Work instructions: Copy everything from the line containing "task | one point per instance, each pair like [1248, 724]" down to the end of the material, requests included. Shift each coordinate in the answer points by -55.

Begin Data to process

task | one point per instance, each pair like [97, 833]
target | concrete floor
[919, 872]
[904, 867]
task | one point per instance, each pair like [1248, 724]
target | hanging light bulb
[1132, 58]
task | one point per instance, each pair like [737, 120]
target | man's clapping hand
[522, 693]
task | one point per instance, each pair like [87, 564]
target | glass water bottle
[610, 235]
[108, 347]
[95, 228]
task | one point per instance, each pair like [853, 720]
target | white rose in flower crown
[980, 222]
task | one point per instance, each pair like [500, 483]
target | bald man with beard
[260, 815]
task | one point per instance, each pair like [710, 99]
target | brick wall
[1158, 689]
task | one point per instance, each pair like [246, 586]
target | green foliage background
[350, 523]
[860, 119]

End Data to process

The output:
task | one point per instance, each pair like [1248, 724]
target | hanging light bulb
[1077, 3]
task | one point per instance, each pair like [737, 120]
target | man's clapping hand
[467, 638]
task | one point per instance, each pair like [87, 564]
target | glass water bottle
[555, 180]
[53, 292]
[40, 173]
task | one point per instance, each pair like [853, 720]
target | white rose in flower crown
[925, 167]
task | one point per instance, each pair like [500, 483]
target | bald man with beard
[205, 760]
task | one point per instance, each pair like [710, 99]
target | brick wall
[1103, 634]
task | one point per instance, each pair like [246, 586]
target | green foliage background
[295, 468]
[805, 64]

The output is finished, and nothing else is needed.